** START Supplied records **

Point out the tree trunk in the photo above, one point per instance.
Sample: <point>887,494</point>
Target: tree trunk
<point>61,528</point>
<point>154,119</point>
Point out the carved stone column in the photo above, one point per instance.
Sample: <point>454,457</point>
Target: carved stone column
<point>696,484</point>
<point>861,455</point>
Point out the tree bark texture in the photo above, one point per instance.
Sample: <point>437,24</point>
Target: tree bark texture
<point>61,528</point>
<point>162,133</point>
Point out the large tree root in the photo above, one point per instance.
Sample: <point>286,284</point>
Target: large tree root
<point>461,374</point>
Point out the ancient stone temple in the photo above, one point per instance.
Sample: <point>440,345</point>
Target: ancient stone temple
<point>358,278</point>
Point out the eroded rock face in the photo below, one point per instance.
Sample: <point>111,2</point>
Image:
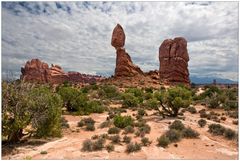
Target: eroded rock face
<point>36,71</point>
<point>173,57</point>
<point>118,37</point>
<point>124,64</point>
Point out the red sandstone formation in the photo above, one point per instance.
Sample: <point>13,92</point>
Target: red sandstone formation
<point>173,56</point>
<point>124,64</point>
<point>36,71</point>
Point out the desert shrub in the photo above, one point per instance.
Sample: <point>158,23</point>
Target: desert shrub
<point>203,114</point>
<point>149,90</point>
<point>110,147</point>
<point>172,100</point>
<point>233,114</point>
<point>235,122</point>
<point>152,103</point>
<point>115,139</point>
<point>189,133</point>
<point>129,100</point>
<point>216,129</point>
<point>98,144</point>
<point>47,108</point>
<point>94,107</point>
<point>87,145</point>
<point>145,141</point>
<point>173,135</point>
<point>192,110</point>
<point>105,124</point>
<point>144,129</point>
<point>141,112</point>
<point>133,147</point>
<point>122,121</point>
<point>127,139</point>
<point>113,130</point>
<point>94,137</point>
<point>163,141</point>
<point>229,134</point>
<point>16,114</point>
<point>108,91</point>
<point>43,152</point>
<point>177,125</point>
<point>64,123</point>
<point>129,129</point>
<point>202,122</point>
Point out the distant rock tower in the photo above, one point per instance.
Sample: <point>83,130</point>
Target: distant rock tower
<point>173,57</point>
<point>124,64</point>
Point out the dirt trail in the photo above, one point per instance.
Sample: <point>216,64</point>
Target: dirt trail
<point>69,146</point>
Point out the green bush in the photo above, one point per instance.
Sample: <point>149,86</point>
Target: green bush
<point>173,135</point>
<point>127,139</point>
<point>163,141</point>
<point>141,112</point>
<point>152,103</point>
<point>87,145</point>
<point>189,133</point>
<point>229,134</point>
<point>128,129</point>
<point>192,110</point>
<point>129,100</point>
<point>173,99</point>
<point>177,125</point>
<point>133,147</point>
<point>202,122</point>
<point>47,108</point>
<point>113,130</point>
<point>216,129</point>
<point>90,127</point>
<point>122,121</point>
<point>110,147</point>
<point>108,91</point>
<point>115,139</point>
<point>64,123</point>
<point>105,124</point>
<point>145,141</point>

** END Supplied records **
** START Supplied records **

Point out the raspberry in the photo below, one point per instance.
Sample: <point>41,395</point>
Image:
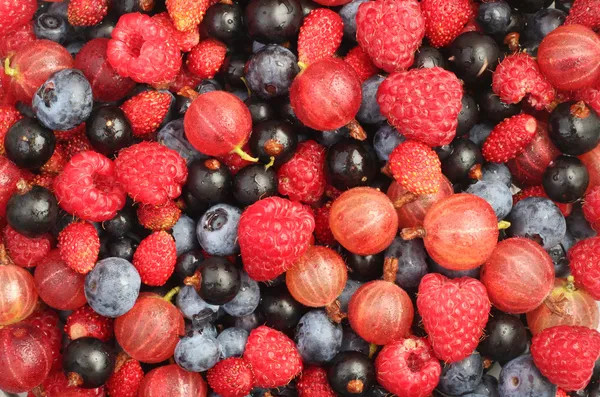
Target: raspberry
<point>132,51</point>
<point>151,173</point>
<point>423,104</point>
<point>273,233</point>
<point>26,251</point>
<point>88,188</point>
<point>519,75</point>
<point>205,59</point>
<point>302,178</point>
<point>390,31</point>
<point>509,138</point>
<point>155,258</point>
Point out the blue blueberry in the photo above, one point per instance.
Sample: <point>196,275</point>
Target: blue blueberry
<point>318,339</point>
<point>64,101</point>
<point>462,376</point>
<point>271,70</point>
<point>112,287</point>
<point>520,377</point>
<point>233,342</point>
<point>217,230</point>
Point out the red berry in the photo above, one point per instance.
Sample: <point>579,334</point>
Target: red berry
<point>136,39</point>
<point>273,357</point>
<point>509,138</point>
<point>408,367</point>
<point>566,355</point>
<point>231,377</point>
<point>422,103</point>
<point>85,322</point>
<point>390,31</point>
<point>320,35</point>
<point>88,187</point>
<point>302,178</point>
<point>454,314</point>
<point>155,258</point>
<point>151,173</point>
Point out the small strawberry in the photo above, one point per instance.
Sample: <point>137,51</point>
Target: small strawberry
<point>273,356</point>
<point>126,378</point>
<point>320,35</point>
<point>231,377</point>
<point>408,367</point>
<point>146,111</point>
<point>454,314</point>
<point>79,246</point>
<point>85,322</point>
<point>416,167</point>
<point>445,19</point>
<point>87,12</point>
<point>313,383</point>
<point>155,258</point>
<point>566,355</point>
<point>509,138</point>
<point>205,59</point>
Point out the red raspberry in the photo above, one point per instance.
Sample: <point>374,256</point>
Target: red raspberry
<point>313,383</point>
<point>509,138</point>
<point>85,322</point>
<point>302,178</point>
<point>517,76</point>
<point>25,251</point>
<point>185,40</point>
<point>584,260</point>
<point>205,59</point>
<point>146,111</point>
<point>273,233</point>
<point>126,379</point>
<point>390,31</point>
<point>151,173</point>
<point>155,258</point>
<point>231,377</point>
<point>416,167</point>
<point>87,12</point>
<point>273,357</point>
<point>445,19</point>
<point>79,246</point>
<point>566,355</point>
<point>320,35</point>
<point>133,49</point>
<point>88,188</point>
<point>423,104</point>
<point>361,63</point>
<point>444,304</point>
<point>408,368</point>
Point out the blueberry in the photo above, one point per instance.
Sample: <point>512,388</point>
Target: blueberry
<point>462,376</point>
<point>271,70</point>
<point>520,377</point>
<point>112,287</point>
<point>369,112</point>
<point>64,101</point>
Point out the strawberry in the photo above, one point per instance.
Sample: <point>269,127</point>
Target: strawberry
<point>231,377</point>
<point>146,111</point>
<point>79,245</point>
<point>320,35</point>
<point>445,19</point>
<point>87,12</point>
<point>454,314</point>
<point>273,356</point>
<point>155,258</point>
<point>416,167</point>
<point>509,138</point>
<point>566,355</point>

** END Supplied records **

**Task requirements:** Rewrite the lines, starting at the one that has "Point out the raspberry" and stopping after the one that has "<point>217,230</point>", with "instance" replaced by "item" and everything else left unchanged. Leave the pictures out of your answer.

**Written answer:**
Point out the raspberry in the photo below, one point per item.
Sample: <point>41,395</point>
Image:
Target: raspberry
<point>132,51</point>
<point>151,173</point>
<point>423,104</point>
<point>273,233</point>
<point>26,251</point>
<point>88,188</point>
<point>519,75</point>
<point>205,59</point>
<point>302,178</point>
<point>390,31</point>
<point>509,138</point>
<point>155,258</point>
Point out the blue blueberry in the photo above, one point per item.
Sample: <point>196,275</point>
Target: blue blueberry
<point>318,339</point>
<point>64,101</point>
<point>462,376</point>
<point>271,70</point>
<point>112,287</point>
<point>520,377</point>
<point>233,342</point>
<point>217,230</point>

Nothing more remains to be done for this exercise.